> Problem requirements
Would you please transcribe the records below from the line with "Where can the green" through their final line, exactly and with no other lines?

> Records to use
+ + + + + + +

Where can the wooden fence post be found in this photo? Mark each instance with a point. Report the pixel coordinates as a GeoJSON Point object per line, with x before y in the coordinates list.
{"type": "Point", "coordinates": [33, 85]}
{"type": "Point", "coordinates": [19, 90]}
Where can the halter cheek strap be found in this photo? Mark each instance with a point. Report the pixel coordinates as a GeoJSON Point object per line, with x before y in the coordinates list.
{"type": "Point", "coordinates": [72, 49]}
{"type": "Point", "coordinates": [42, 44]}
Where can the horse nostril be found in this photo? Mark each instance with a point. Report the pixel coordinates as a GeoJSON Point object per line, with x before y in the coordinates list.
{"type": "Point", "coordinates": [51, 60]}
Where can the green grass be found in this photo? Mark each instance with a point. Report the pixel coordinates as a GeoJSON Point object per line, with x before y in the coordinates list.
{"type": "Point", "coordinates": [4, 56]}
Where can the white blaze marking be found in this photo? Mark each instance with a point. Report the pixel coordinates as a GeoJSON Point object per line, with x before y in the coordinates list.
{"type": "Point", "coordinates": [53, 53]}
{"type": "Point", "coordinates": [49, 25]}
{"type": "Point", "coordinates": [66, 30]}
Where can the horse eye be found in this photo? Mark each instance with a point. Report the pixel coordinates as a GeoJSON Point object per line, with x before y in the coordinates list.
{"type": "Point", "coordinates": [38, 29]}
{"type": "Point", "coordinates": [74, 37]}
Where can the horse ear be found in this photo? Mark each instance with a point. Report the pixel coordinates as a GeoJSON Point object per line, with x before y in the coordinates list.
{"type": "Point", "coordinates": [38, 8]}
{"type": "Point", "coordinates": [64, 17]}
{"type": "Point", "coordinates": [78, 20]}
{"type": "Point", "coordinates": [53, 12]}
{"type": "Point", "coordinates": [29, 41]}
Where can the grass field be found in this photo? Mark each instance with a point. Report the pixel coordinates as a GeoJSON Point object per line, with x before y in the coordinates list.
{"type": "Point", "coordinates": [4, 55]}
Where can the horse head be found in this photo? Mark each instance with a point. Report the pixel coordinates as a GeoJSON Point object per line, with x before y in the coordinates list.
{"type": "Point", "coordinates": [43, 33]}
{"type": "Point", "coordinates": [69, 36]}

+ + + + + + +

> Result of this exercise
Where can the green grass be found in this photo? Mark each instance with a point. Report the pixel coordinates as a GeoJSON Point object per line, with x before y in the coordinates list.
{"type": "Point", "coordinates": [4, 56]}
Where can the white blaze marking be found in this photo? Mark each instance with a point. Report the pixel coordinates as a GeoJSON Point object per line, with x before y in the coordinates list.
{"type": "Point", "coordinates": [53, 53]}
{"type": "Point", "coordinates": [49, 25]}
{"type": "Point", "coordinates": [66, 30]}
Where can the horse eye be found in this photo? Mark each instance with a point. Report the pixel coordinates as a GeoJSON Point object per line, with x before y in the coordinates list.
{"type": "Point", "coordinates": [38, 29]}
{"type": "Point", "coordinates": [74, 37]}
Where can the horse ear be found in this photo? Mark each instance with a point. Report the pixel coordinates as a GeoJSON Point object per line, with x before y in the coordinates list.
{"type": "Point", "coordinates": [38, 8]}
{"type": "Point", "coordinates": [64, 17]}
{"type": "Point", "coordinates": [78, 20]}
{"type": "Point", "coordinates": [53, 12]}
{"type": "Point", "coordinates": [29, 41]}
Where can the grass field be found in this photo? Mark each instance with a point. Report the pixel coordinates as a GeoJSON Point object per line, with x before y in the coordinates list.
{"type": "Point", "coordinates": [4, 55]}
Where can the horse head be found in this photo? Mark each instance with a point. Report the pixel coordinates as a GeoJSON Point object per line, with x before y in the coordinates list.
{"type": "Point", "coordinates": [43, 33]}
{"type": "Point", "coordinates": [69, 36]}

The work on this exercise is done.